Extrait fourni:
<<<<
Hé quoi! Mathan, d'un prêtre est-ce là le langage? Et la réflexion fut soutenue de murmures et de huées; on vit tout le cours de la lecture interrompu ainsi à chaque instant, ou par des éclats de rire, ou

par d'autres marques de désapprobation trop prononcées pour qu'il fût possible de s'y méprendre; mais voici sans doute la plus simple et la plus plaisante tout à-la-fois. L'orateur disait que l'Académie n'appelant point le public à ses exercices comme juge mais comme témoin, il devrait se borner à ne marquer son mécontentement que par le silence. A ce mot, d'un coin de la salle on entendit, à travers le tumulte et le brouhaha général, une voix claire et perçante crier Silence! silence! La justesse de l'à-propos, comme on peut croire, ne rendit point à l'orateur le respect et l'attention qu'on s'obstinait à lui refuser; mais il eut la fermeté de braver l'orage, ne parut pas se déconcerter un instant, et il n'y eut que les personnes très-attentives à le suivre qui s'aperçurent de l'empressement avec lequel il tâchait de gagner le port, ou, pour parler sans figure, la conclusion de son Discours.
>>>>
Consigne:
Pouvez-vous reprendre le récit de la séance houleuse de l'Académie, ci-dessus, et le poursuivre après sa dernière phrase ?

Lignes fournies:
<<<<
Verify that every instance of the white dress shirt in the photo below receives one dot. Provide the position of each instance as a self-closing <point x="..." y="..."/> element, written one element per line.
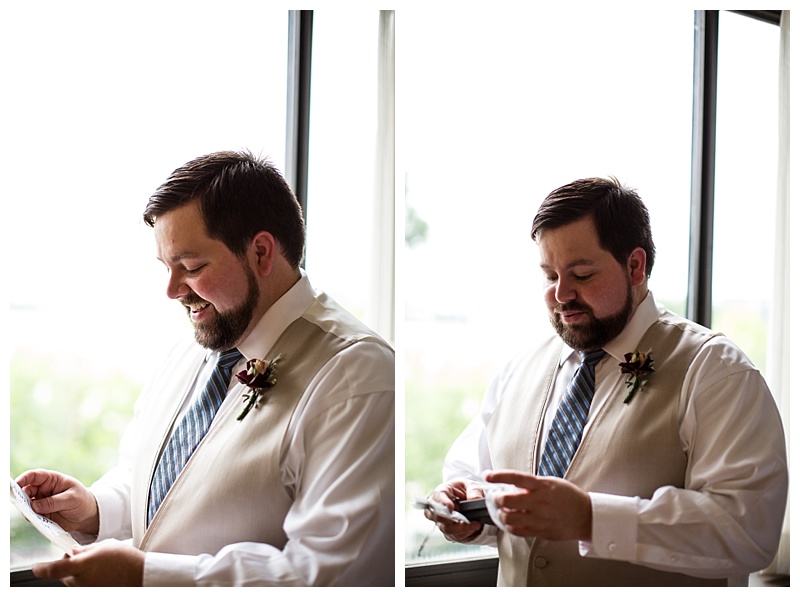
<point x="343" y="428"/>
<point x="731" y="431"/>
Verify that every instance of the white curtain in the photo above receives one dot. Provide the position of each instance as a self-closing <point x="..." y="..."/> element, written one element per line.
<point x="778" y="363"/>
<point x="383" y="257"/>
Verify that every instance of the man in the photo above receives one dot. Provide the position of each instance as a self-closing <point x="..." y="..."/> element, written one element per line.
<point x="292" y="486"/>
<point x="679" y="476"/>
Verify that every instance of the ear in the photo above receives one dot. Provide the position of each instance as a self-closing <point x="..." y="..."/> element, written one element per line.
<point x="637" y="266"/>
<point x="263" y="249"/>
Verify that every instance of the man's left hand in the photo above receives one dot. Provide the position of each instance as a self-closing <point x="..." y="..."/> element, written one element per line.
<point x="546" y="507"/>
<point x="107" y="564"/>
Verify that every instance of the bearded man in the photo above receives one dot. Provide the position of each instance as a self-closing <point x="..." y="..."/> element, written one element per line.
<point x="279" y="475"/>
<point x="640" y="448"/>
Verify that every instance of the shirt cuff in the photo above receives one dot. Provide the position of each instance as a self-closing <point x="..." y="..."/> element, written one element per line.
<point x="168" y="570"/>
<point x="109" y="511"/>
<point x="614" y="525"/>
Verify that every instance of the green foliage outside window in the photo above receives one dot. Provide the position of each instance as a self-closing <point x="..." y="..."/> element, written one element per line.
<point x="64" y="417"/>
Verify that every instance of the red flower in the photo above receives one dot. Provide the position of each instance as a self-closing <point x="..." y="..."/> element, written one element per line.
<point x="259" y="376"/>
<point x="637" y="366"/>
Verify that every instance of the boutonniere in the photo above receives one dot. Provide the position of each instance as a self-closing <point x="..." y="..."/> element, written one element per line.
<point x="259" y="376"/>
<point x="637" y="366"/>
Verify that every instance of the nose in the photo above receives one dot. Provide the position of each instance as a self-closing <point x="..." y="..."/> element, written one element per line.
<point x="175" y="286"/>
<point x="564" y="292"/>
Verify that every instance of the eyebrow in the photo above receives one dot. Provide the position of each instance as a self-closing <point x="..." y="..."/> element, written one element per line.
<point x="180" y="256"/>
<point x="571" y="264"/>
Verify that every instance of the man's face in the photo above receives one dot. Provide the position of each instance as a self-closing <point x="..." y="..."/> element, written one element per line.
<point x="588" y="293"/>
<point x="218" y="290"/>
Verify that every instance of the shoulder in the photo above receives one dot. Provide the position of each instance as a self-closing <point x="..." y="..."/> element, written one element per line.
<point x="332" y="318"/>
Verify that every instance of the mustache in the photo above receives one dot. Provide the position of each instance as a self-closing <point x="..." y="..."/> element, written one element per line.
<point x="570" y="306"/>
<point x="191" y="299"/>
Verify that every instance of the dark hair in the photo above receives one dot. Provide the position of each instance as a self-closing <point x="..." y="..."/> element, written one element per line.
<point x="620" y="216"/>
<point x="239" y="196"/>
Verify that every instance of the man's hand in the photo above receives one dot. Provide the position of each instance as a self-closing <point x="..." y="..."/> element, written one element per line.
<point x="451" y="494"/>
<point x="64" y="500"/>
<point x="107" y="564"/>
<point x="546" y="507"/>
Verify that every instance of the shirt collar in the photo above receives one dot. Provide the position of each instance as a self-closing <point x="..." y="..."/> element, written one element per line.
<point x="277" y="318"/>
<point x="627" y="341"/>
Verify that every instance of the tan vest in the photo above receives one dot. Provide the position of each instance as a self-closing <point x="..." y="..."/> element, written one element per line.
<point x="230" y="489"/>
<point x="627" y="449"/>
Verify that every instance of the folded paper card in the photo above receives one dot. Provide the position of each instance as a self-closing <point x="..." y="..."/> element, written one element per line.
<point x="49" y="529"/>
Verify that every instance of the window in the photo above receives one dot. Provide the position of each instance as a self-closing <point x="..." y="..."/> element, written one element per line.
<point x="489" y="129"/>
<point x="343" y="203"/>
<point x="745" y="181"/>
<point x="100" y="106"/>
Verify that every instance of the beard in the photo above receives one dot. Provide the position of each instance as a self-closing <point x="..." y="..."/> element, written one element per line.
<point x="598" y="331"/>
<point x="225" y="329"/>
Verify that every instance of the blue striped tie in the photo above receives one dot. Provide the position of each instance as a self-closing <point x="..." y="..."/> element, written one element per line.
<point x="191" y="430"/>
<point x="567" y="428"/>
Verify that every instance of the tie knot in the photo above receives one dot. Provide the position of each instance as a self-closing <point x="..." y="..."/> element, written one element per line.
<point x="592" y="357"/>
<point x="228" y="358"/>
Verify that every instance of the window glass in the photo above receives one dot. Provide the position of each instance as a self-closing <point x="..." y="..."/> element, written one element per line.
<point x="498" y="108"/>
<point x="101" y="103"/>
<point x="745" y="182"/>
<point x="342" y="155"/>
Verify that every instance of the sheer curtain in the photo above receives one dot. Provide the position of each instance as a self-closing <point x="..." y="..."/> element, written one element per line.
<point x="384" y="224"/>
<point x="778" y="366"/>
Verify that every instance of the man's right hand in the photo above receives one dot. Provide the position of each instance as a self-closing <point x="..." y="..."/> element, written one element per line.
<point x="451" y="494"/>
<point x="62" y="499"/>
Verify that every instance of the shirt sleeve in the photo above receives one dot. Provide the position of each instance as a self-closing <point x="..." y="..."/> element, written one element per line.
<point x="338" y="463"/>
<point x="726" y="521"/>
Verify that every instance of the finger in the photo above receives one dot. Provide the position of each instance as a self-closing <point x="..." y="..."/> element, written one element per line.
<point x="31" y="480"/>
<point x="474" y="492"/>
<point x="54" y="570"/>
<point x="51" y="504"/>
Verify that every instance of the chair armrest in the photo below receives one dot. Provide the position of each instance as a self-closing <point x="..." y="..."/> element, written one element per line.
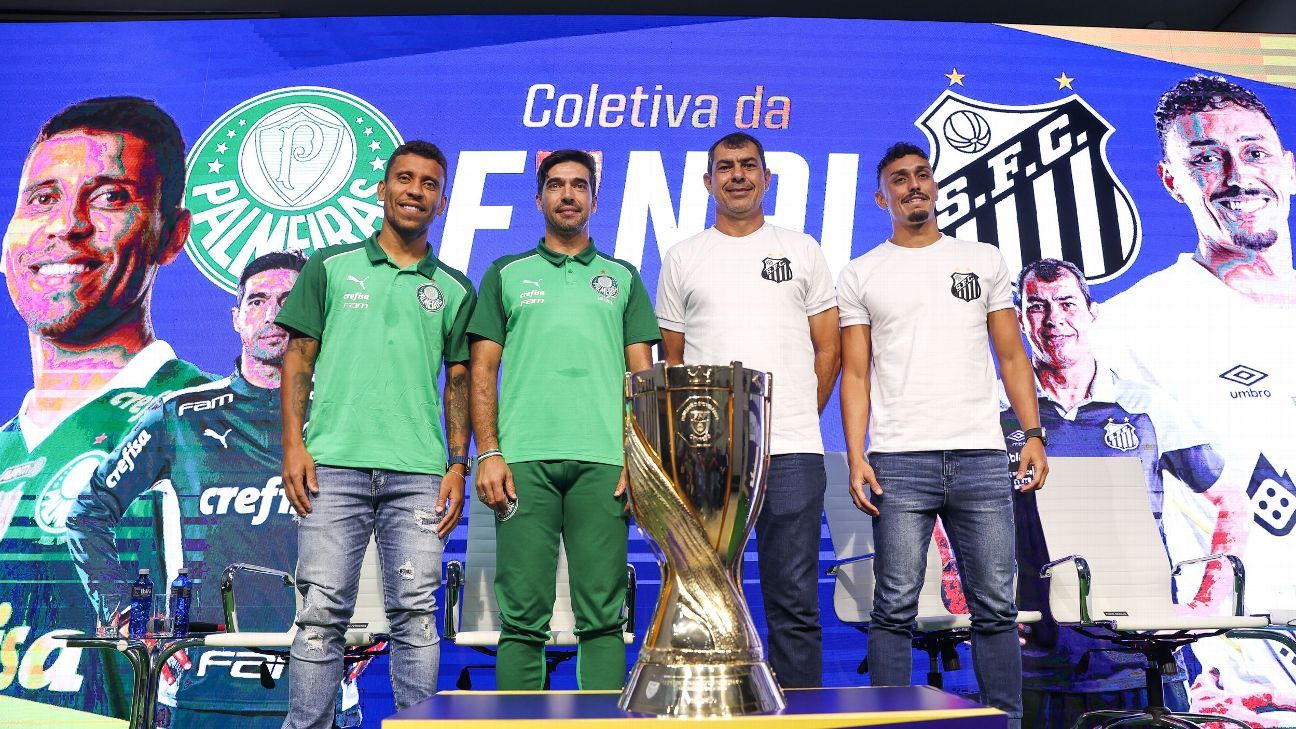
<point x="631" y="590"/>
<point x="1239" y="576"/>
<point x="454" y="594"/>
<point x="227" y="588"/>
<point x="1082" y="573"/>
<point x="832" y="570"/>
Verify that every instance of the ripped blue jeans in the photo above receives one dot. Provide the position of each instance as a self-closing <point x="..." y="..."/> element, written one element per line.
<point x="351" y="505"/>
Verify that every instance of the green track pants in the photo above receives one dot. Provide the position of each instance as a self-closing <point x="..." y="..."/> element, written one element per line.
<point x="572" y="498"/>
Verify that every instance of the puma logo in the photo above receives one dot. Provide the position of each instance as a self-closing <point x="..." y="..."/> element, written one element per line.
<point x="218" y="436"/>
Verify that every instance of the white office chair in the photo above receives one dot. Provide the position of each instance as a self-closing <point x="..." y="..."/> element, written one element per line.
<point x="1110" y="577"/>
<point x="472" y="614"/>
<point x="937" y="632"/>
<point x="368" y="625"/>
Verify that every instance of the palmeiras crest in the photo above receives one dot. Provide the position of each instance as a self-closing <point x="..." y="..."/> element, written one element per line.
<point x="1033" y="180"/>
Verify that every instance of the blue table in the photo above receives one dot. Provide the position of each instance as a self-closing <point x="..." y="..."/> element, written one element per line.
<point x="918" y="707"/>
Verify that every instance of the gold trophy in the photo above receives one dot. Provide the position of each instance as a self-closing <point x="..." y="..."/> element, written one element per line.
<point x="697" y="444"/>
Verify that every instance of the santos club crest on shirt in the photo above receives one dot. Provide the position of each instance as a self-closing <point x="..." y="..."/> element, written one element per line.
<point x="1120" y="436"/>
<point x="1033" y="180"/>
<point x="776" y="270"/>
<point x="966" y="286"/>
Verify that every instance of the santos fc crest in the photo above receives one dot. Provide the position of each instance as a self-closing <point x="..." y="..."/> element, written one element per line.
<point x="1033" y="180"/>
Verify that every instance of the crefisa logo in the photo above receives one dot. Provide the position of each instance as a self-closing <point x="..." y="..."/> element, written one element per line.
<point x="289" y="169"/>
<point x="1033" y="180"/>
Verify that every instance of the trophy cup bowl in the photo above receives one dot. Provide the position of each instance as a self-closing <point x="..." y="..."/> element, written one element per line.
<point x="697" y="444"/>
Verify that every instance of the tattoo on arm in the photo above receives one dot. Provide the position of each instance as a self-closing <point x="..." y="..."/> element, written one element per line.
<point x="458" y="422"/>
<point x="297" y="383"/>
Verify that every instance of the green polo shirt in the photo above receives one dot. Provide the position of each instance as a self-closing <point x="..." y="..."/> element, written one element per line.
<point x="564" y="323"/>
<point x="384" y="332"/>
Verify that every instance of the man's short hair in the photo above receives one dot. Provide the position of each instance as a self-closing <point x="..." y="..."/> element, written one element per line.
<point x="1203" y="94"/>
<point x="290" y="260"/>
<point x="1049" y="270"/>
<point x="896" y="152"/>
<point x="138" y="117"/>
<point x="734" y="142"/>
<point x="420" y="148"/>
<point x="560" y="156"/>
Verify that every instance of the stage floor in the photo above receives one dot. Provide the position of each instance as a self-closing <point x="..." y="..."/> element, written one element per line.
<point x="918" y="707"/>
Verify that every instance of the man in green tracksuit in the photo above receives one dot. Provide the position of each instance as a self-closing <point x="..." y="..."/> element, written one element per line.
<point x="568" y="322"/>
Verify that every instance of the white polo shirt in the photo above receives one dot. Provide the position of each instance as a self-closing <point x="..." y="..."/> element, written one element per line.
<point x="932" y="376"/>
<point x="749" y="300"/>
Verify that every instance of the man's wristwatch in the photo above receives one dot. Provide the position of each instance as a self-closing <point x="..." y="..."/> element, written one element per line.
<point x="1038" y="433"/>
<point x="462" y="461"/>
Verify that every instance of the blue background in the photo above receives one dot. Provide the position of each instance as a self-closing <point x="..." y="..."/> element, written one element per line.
<point x="856" y="87"/>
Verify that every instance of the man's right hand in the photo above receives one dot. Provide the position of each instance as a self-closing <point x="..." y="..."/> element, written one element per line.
<point x="495" y="484"/>
<point x="862" y="481"/>
<point x="300" y="478"/>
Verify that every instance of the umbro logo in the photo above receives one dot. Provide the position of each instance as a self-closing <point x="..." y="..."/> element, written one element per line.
<point x="218" y="436"/>
<point x="1248" y="378"/>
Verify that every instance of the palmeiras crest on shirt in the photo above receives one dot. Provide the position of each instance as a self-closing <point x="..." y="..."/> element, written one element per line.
<point x="1033" y="180"/>
<point x="605" y="286"/>
<point x="776" y="270"/>
<point x="966" y="286"/>
<point x="430" y="297"/>
<point x="1120" y="435"/>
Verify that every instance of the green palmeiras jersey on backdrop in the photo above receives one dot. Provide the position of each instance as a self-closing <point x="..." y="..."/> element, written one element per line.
<point x="42" y="474"/>
<point x="217" y="449"/>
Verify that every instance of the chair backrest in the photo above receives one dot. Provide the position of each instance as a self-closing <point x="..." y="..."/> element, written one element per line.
<point x="852" y="536"/>
<point x="1099" y="509"/>
<point x="478" y="610"/>
<point x="370" y="605"/>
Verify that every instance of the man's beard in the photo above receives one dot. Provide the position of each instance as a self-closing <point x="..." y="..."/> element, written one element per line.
<point x="1259" y="241"/>
<point x="567" y="228"/>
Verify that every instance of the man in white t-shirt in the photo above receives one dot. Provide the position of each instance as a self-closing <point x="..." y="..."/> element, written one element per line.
<point x="1216" y="330"/>
<point x="761" y="295"/>
<point x="918" y="315"/>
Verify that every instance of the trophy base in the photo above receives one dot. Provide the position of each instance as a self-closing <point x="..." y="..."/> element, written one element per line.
<point x="695" y="689"/>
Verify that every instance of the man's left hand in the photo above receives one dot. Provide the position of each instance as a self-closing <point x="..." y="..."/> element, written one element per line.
<point x="1034" y="462"/>
<point x="621" y="489"/>
<point x="450" y="501"/>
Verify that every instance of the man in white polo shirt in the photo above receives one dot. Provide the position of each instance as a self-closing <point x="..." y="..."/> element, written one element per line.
>>>>
Réponse attendue:
Très-affligée d'avoir échoué dans cette tentative faite pour ramener le public à son devoir, l'Académie a décidé que, pour courir moins de risques d'être huée, il fallait avoir moins d'auditeurs. Cet arrêté a paru d'une décision géométrique; en conséquence, on donnera beaucoup moins de billets à l'avenir, et l'on tâchera surtout de les distribuer avec plus de choix et de précaution.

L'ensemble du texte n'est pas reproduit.